• Brano:
══════
Tra le Interzone tracciate da Santarcangelo Festival 2050, Festival mutaforme di meduse, cyborg e specie compagne (8-18 luglio 2021), che sta abitando gli spazi condivisi della città di Santarcangelo di Romagna, arriva il drammaturgo e regista di fama internazionale, e fondatore della celebre Societas Raffaello Sanzio, Romeo Castellucci. L’autore romagnolo ha presentato la sua video installazione intitolata Il Terzo Reich, «immagine di una comunicazione inculcata e obbligatoria», il 15 e il 16 luglio al Parco Baden Powell (rinominato per l’occasione NELLOSPAZIO).
Gli spettatori, giunti all’ingresso del sito NELLOSPAZIO, vengono radunati dalla maschera su un prato e accompagnati verso ordinate file di parallelepipedi di legno. Davanti a loro, immerso nel buio della notte, si erge un palcoscenico senza sipario, sul quale, davanti a uno schermo gigante, si distinguono appena due piccoli oggetti bianchi, eterei, una candela e una colonna vertebrale.
Nel silenzio, rotto soltanto dal canto delle cicale, si muove un’ombra, un misterioso ordinatore magico che accenna passi di danza balinesi. Da quel poco che fa, sembra che si stia preparando a uno spettrale rituale. Indugia, poi si volta e cammina verso il centro, accende con cura la candela, accenna qualche altro passo di danza, prende in mano la colonna vertebrale e la spezza. È il segnale di «“accensione” del linguaggio», come riporta l’autore sul sito della Societas: siamo entrati nel regno del Simbolico.
Questo rituale è il primo e unico movimento umano de il Terzo Reich di Romeo Castellucci, una video installazione che per tutta la sua durata cercherà di sfuggire a ogni definizione.
Il Neuromante è esanime a terra. Alle sue spalle, dal nero profondo del megaschermo, emerge bianchissima una parola, accompagnata da un colpo di cassa che fa trasalire gli spettatori. A distanza di qualche secondo ne segue un’altra, poi un’altra ancora, finché non resta che un susseguirsi frenetico di vocaboli.
Colpito dall’incessante martellio combinato di parole, luci, suoni, lo spettatore perde progressivamente il contatto con il significato più immediato dell’esperienza che sta vivendo, e si incammina verso qualcos’altro: nello sfarfallio stroboscopico non distingue più quello che legge, perché «la velocità di sequenza, commisurata alla capacità retinica e mnestica di trattenere una parola che appare nel baleno di un ventesimo di secondo», non glielo permette.
══════
• Dati forniti:
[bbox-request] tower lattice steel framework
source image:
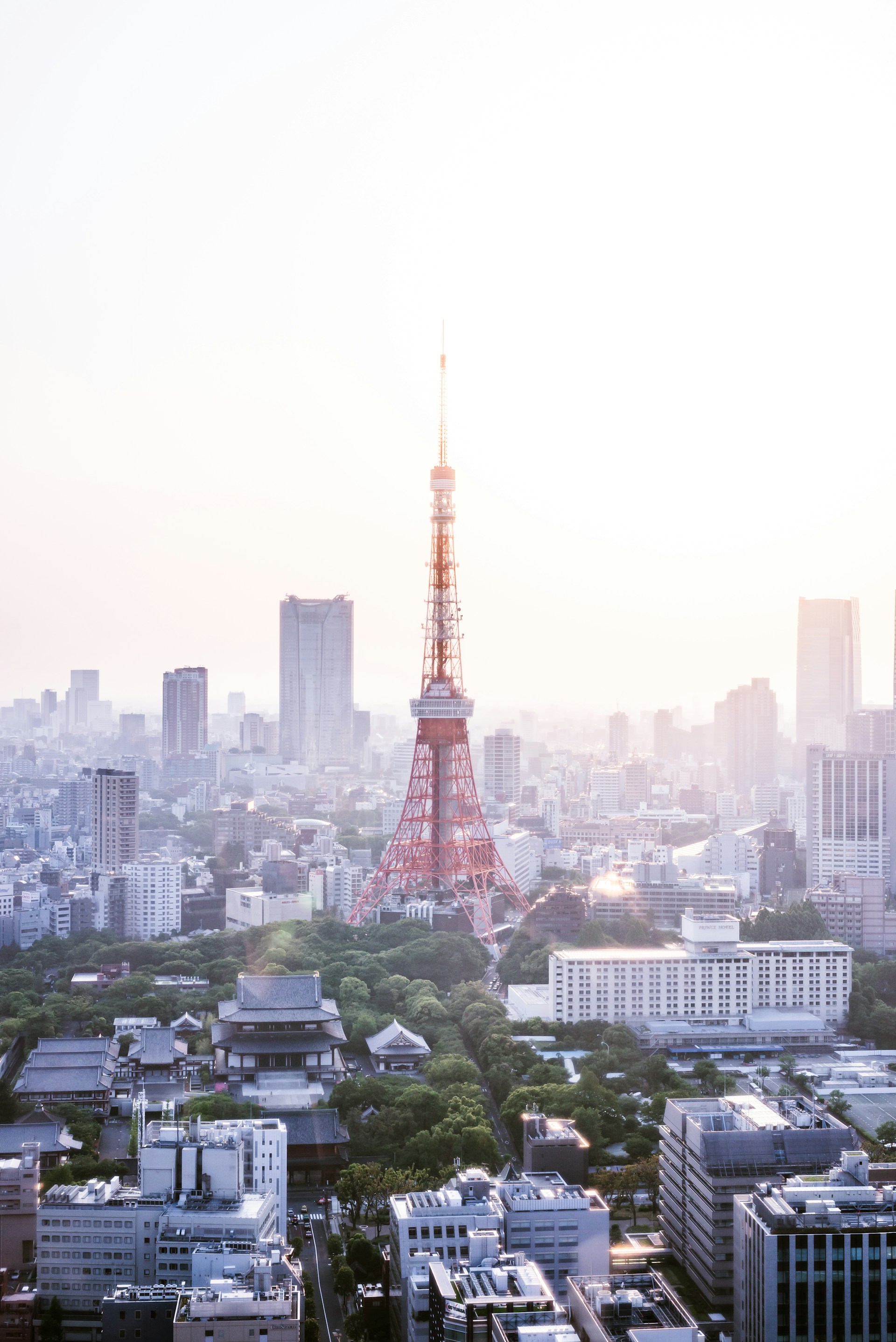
══════
• Consegna A:
Nel brano, quali due piccoli oggetti bianchi si distinguono sul palcoscenico davanti allo schermo gigante?
• Consegna B:
Elenca ciò che, secondo il brano, compone l'incessante martellio combinato da cui è colpito lo spettatore.

• Risposta corretta A:
Una candela e una colonna vertebrale.

• Risposta corretta B:
Parole, luci, suoni.